[TASK STATEMENT] Below are the entries; output exactly the lines from the one containing "Reviewer note: every instance of the dense" through the final line, inclusive.

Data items
Start of Block
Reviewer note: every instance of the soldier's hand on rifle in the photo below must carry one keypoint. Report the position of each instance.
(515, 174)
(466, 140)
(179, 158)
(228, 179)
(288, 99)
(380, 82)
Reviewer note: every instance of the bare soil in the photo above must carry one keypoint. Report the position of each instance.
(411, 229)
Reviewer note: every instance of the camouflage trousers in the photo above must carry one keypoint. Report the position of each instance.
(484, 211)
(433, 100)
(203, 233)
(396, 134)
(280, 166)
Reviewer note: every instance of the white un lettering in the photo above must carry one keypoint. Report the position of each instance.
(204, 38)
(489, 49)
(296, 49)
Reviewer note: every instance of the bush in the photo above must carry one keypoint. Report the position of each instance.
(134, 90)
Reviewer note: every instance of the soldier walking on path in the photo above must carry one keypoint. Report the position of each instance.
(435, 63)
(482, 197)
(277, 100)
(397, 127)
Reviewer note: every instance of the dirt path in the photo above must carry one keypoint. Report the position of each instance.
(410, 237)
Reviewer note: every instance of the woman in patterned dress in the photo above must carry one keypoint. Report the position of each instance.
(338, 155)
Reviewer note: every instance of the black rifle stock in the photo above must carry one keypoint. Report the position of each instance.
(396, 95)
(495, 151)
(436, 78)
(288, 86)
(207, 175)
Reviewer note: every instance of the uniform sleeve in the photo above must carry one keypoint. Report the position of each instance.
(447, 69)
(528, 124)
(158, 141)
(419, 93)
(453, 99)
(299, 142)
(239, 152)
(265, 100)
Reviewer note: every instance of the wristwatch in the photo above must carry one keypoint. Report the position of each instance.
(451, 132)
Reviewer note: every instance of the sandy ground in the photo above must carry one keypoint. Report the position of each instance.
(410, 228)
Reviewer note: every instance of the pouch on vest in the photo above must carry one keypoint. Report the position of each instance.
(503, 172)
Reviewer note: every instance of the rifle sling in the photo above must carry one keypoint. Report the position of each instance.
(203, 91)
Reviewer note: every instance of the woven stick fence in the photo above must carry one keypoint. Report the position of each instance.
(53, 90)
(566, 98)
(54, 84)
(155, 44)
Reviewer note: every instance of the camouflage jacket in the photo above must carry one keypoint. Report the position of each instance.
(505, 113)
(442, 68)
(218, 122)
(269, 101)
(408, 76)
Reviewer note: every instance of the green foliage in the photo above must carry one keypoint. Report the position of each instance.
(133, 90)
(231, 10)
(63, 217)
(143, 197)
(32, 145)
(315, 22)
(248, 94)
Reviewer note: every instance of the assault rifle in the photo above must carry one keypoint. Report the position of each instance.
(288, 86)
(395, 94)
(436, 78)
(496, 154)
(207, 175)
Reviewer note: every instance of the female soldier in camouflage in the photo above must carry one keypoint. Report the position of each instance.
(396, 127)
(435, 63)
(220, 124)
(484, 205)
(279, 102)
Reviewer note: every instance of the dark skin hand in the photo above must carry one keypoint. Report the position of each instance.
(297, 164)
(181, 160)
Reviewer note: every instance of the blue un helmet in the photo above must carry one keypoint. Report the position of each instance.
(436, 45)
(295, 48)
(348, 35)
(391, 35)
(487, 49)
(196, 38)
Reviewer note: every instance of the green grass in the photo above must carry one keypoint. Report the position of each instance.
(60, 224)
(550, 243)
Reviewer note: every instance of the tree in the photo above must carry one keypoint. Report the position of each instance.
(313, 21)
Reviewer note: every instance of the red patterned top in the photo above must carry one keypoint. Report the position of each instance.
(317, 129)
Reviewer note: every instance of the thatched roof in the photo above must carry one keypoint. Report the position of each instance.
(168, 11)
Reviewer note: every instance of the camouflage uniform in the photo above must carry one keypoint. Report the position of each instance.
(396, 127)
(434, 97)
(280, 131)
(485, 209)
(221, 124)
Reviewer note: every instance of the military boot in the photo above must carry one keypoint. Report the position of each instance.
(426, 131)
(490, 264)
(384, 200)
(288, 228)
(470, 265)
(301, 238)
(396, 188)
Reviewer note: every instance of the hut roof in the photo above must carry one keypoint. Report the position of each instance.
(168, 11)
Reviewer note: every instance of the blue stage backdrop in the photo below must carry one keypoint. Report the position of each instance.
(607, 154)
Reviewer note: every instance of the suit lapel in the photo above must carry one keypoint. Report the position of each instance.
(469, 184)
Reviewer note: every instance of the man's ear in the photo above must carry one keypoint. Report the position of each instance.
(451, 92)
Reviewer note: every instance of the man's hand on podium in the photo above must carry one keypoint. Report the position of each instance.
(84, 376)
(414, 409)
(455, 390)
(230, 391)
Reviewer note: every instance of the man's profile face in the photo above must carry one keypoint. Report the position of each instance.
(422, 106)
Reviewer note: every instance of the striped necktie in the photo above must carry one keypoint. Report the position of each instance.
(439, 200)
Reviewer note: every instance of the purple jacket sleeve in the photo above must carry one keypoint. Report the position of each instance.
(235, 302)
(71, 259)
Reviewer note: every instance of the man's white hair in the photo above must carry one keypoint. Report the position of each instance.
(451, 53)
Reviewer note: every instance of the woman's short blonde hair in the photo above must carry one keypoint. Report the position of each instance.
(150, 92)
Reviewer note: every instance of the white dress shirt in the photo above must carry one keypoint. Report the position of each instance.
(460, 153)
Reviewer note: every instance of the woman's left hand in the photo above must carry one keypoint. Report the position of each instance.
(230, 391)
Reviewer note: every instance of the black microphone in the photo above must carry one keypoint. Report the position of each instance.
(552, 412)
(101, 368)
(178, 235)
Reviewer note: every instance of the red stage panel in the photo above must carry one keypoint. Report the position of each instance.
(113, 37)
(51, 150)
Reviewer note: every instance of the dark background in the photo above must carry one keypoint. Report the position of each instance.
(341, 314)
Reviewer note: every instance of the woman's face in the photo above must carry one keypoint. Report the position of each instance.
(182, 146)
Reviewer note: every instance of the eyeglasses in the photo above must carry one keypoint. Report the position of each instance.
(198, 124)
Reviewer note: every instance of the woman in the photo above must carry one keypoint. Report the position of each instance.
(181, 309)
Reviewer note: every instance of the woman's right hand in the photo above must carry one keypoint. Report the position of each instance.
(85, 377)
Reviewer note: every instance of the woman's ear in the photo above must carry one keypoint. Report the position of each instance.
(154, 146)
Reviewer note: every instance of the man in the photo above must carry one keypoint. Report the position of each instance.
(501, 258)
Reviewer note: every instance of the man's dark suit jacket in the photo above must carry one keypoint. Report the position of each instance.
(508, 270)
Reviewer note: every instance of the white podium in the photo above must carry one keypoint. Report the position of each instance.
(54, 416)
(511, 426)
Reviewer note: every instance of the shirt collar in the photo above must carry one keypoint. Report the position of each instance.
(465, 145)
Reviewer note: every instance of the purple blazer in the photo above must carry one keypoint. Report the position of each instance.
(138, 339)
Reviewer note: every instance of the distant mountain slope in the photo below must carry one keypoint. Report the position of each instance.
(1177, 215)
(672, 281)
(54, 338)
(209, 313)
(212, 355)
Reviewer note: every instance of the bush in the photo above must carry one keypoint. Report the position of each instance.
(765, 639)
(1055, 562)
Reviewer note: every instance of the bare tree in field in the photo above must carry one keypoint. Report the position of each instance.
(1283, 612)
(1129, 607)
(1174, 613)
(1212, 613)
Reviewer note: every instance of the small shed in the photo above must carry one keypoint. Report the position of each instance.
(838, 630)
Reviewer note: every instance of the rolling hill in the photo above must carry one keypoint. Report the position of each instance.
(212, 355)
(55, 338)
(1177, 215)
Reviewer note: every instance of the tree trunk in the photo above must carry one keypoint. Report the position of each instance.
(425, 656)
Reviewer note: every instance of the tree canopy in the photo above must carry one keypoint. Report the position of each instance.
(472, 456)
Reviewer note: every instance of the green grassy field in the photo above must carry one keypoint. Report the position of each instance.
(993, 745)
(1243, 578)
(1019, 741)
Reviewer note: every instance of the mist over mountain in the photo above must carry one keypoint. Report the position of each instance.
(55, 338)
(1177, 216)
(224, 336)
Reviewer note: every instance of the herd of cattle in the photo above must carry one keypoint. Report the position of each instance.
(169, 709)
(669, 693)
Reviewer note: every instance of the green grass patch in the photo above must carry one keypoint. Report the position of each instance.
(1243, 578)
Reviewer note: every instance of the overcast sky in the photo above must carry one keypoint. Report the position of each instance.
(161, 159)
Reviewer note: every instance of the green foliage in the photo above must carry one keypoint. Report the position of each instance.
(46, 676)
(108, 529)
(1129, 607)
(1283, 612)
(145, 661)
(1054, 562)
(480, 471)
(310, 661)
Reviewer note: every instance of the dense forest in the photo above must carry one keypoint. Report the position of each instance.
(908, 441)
End of Block
[EXERCISE RESULT]
Reviewer note: every instance of the dense forest in the photo above must carry one keypoint. Report the position of each instance.
(908, 441)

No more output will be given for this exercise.